** begin PROVIDED TEXT **

Open Letter to the Chief Minister of Punjab on International Human Rights Day
| December 10, 2005
Chief Minister Captain Amarinder Singh
Dear Chief Minister Amarinder Singh:
As the world commemorates International Human Rights Day, we encourage the Punjab government to take meaningful and immediate steps towards enforcing, protecting, and promoting human rights in Punjab. We hope you will use this day as an opportunity to start initiatives to end impunity for mass crimes in Punjab, and begin to demonstrate a commitment to human rights.
From 1984 to 1995, Indian security forces tortured, disappeared, killed, and illegally cremated over 25,000 Sikhs in counter-insurgency operations. This decade-long police crackdown also included the use of draconian legislation, such as the Terrorist and Disruptive Activities (Prevention) Act of 1987, and the suppression of freedoms of speech and association. Human Rights Watch described the government counter-insurgency effort as “the most extreme example of a policy in which the end appeared to justify any and all means, including torture and murder.”
In 1995, human rights activist Jaswant Singh Khalra demonstrated through government records that Punjab police had secretly cremated many of its disappearance victims. The Punjab police subsequently tortured and killed Mr. Khalra for his exposure of the mass cremations crime and his demand for justice for victims. Eliminating this human rights defender was itself a cowardly act and gross violation of human rights.
Given the extent of documentation and judicial findings verifying Mr. Khalra's investigations, the truth about police abductions, extrajudicial executions, and secret cremations has become impossible to deny. National security cannot be used as an excuse to justify violations of the fundamental human rights guaranteed by India's Constitution and international law, nor to shield perpetrators of these abuses from accountability. The Punjab government's refusal to investigate these mass crimes compounds the violation of the right to life by also denying survivors their rights to truth, justice, and reparations. The Indian and international communities demand justice for survivors of these abuses.
This year, the United Nations High Commissioner for Human Rights has focused her commemoration of International Human Rights Day on the issue of torture. We encourage you to heed her call and take meaningful steps towards eliminating the practice of custodial torture in Punjab by prosecuting security forces who have engaged in custodial abuses, removing instruments of torture from police stations and other detention facilities, eliminating the use of clandestine detention facilities, eliminating the practice of police remand, and providing reparations and rehabilitation to victims of torture.
Addressing the following critical human rights issues must be made a priority for your government in protecting human rights in Punjab:
The protection and promotion of perpetrators: The Punjab government continues to protect and promote key officials named repeatedly by victims and human rights groups as perpetrators of torture, disappearances, and extrajudicial executions. These officers now serve in the senior-most ranks of the Punjab police.
For example, in October 2005, the Punjab government brought police officer Sukhmohinder Singh back from retirement and promoted him to the Indian Police Service. The government promoted him despite the charges pending against him in the case of the disappearances of three brothers.
The Central Bureau of Investigation charged Sanjeev Gupta for his role in the April 1993 disappearance of Sukhdev Singh and recommended criminal sanctions against him. Notwithstanding this finding, your government promoted Mr. Gupta to the post of Inspector General of Police, the second highest position in the Punjab police force. Mr. Gupta has been identified repeatedly by witnesses, survivors, and human rights groups as a perpetrator of torture, disappearances, and extrajudicial executions.

** end PROVIDED TEXT **

GIVEN EXERCISE 1 »
Using the open letter on human rights in Punjab, answer each question on its own line:
(a) How many Sikhs does the letter say Indian security forces tortured, disappeared, killed, and illegally cremated from 1984 to 1995?
(b) In what year did Jaswant Singh Khalra show through government records that Punjab police had secretly cremated many disappearance victims?
(c) To what post was Sanjeev Gupta promoted?
GIVEN EXERCISE 2 » Write out the passage of the open letter on human rights in Punjab from "Addressing the following" to "of three brothers.", substituting "highest" for "senior-most".
GIVEN EXERCISE 3 » Pick up the open letter on human rights in Punjab after its final sentence and continue it.
None of the work here depends on the lines.

** begin COLLECTED MATERIAL **

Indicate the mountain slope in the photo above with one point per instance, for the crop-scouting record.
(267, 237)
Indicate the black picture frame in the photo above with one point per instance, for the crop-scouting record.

** end COLLECTED MATERIAL **

TASK RESULT 1 »
(a) Over 25,000
(b) 1995
(c) Inspector General of Police

TASK RESULT 2 »
Addressing the following critical human rights issues must be made a priority for your government in protecting human rights in Punjab:
The protection and promotion of perpetrators: The Punjab government continues to protect and promote key officials named repeatedly by victims and human rights groups as perpetrators of torture, disappearances, and extrajudicial executions. These officers now serve in the highest ranks of the Punjab police.
For example, in October 2005, the Punjab government brought police officer Sukhmohinder Singh back from retirement and promoted him to the Indian Police Service. The government promoted him despite the charges pending against him in the case of the disappearances of three brothers.

TASK RESULT 3 »
Earlier this year, you nominated S.S. Virk to the position of Director General of Police, the head of the police force. S.S. Virk served as Deputy Inspector General of the Central Reserve Police Force during the counter-insurgency movement and has been implicated in cases of torture and extrajudicial execution. ENSAAF has interviewed people who personally survived torture at the hands of S.S. Virk. After the November 18, 2005 judgment convicting two police officers of the murder of human rights activist Jaswant Singh Khalra, and four others of abduction with intent to murder, S.S. Virk voiced his full support for the convicted officers.
This system of awards and promotions has eroded the rule of law and institutionalized impunity. With such perpetrators at the head of the police force, the people of Punjab face the continued threat of a return to systematic extortion, torture, extrajudicial executions, and disappearances.
We urge you to end these corrupt and unjustifiable actions by removing perpetrators of human rights violations from office and prosecuting them.
Prosecution sanction: Sections 45 and 197 of the Code of Criminal Procedure require the prosecutor to apply for prosecution sanction, or permission from the state or central government, before instituting any proceedings against a public servant or member of the Armed Forces. This requirement has prevented and halted cases against senior officers charged with gross human rights abuses. Despite overwhelming evidence implicating police officers in gross human rights violations, the state government has often failed to provide the necessary sanction for prosecutions to proceed.
The Punjab government must provide prosecution sanction for cases proceeding against perpetrators of human rights violations. Further, after conviction, the government must not pardon the officials, but ensure that they receive the full punishment according to law. We urge you to encourage the Governor of Punjab to withdraw his recent pardon of two Punjab policemen, Jaspal Singh and Sawaran Das, convicted of extrajudicial executions.
Continuing custodial torture and death in Punjab: Recent human rights and government reports reveal the widespread practice of torture and custodial deaths in Punjab. The caseload of the Punjab State Human Rights Commission reflects the high incidence of custodial abuse. In August 2005, the Chairperson of the Commission stated that 80% of the complaints received by it implicated police abuse. From January 2004 to November 2004, the Commission received 14,189 complaints, including 87 reports of custodial deaths. Frequent and recent Punjab media reports also demonstrate that police intimidation, custodial torture, and custodial death continue in Punjab, implicating even senior officers, despite the end of the counter-insurgency.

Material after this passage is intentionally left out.